■ **SHORT PROBLEM**
Extract the data below word for word, keeping every line unchanged from first to last.

■ **DATASET RECORDS**
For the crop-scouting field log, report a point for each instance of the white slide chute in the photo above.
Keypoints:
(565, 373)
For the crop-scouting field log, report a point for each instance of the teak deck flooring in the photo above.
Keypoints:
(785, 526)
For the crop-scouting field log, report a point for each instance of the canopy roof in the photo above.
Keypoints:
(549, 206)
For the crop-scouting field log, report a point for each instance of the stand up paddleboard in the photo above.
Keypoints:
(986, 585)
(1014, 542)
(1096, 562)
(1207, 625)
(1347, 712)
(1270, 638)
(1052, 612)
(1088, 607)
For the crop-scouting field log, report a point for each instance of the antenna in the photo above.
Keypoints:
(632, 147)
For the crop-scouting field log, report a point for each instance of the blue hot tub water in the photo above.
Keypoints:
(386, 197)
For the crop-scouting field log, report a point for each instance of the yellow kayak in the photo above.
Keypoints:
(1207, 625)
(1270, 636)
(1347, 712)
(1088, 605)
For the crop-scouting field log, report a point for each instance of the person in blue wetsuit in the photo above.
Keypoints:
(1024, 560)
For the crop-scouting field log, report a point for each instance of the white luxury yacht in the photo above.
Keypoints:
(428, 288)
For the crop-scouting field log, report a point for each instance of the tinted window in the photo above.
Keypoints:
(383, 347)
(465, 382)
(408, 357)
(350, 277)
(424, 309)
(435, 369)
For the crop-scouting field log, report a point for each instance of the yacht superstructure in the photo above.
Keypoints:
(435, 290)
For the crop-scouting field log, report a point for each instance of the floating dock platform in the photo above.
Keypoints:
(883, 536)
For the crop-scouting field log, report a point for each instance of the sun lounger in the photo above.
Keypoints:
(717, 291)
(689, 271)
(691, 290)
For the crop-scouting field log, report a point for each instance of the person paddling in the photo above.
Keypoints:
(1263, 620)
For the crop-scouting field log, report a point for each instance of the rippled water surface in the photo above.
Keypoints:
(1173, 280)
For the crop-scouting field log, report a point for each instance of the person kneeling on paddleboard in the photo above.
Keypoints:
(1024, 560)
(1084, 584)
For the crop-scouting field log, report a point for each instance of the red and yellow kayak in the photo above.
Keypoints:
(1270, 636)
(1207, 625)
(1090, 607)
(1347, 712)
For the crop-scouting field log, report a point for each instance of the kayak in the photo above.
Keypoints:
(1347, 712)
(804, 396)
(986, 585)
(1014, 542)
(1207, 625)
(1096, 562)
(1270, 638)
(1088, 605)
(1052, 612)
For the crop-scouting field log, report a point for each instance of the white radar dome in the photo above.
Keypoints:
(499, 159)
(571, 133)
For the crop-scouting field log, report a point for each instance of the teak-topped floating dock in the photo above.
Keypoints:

■ **SOLUTION FOR THIS EXERCISE**
For the crop-scouting field log, report a point for each instance of the white slide chute in the photo above.
Keypoints:
(565, 373)
For the crop-scouting field log, report a point for each instance of the teak deck flooring in the photo above.
Keypoints:
(785, 526)
For the crop-scouting field log, report a point for each instance of the canopy roof in the photo above.
Keypoints:
(549, 206)
For the crop-scouting field log, report a point for each instance of the stand up paddleboard in the photo above.
Keypoints:
(986, 585)
(1014, 542)
(1096, 562)
(1207, 625)
(1347, 712)
(1270, 638)
(1052, 612)
(1088, 607)
For the crop-scouting field log, report a point for each instance of the antenna in the photo above.
Keypoints:
(632, 147)
For the crop-scouting field log, report a point for each instance of the blue hot tub water in the photo above.
Keypoints:
(386, 197)
For the crop-scouting field log, report a point for each instance of the yellow kayak in the photo above.
Keypoints:
(1207, 625)
(1270, 636)
(1347, 712)
(1088, 605)
For the crop-scouting field log, report a point for each instance of the person in blue wetsuit in the photo above.
Keypoints:
(1024, 560)
For the crop-scouting field log, report a point for each instance of the white luxury yacht in the photo above.
Keypoints:
(428, 288)
For the crop-scouting field log, report a point for each instance of the tinted window in the photo above.
Keypoints:
(383, 347)
(465, 382)
(408, 357)
(350, 277)
(424, 309)
(435, 369)
For the crop-scouting field log, report a point for each instance of the yacht superstructure in the photo above.
Keypoints:
(435, 290)
For the crop-scouting field log, report a point for each instance of the floating dock platform in the photo above.
Keypoints:
(883, 536)
For the crop-scouting field log, report a point for each instance of the sun lounger in the photo above.
Keypoints:
(717, 291)
(689, 271)
(691, 290)
For the crop-scouting field log, report a point for each instance of the person paddling in the photo above.
Keypoints:
(1263, 620)
For the crop-scouting field log, report a point for each instance of the rippled water surface in the photo above.
Keypoints:
(1173, 280)
For the crop-scouting field log, report a point for each instance of the person kneeling on paddleboard in the photo above.
Keypoints:
(1024, 560)
(1084, 584)
For the crop-scouting field log, report a point for each instance of the red and yellow kayak in the photo above.
Keypoints:
(1270, 636)
(1207, 625)
(1090, 607)
(1347, 712)
For the crop-scouting field log, report a point for each instance of the kayak in the photo above.
Keypoints:
(1347, 712)
(804, 396)
(986, 585)
(1014, 542)
(1207, 625)
(1096, 562)
(1270, 638)
(1088, 605)
(1052, 612)
For the crop-scouting field log, report a point for each instance of the white radar dome in the photo above.
Keypoints:
(499, 159)
(571, 133)
For the crop-scouting field log, report a point for each instance of the teak-topped floating dock in the photo above.
Keypoints:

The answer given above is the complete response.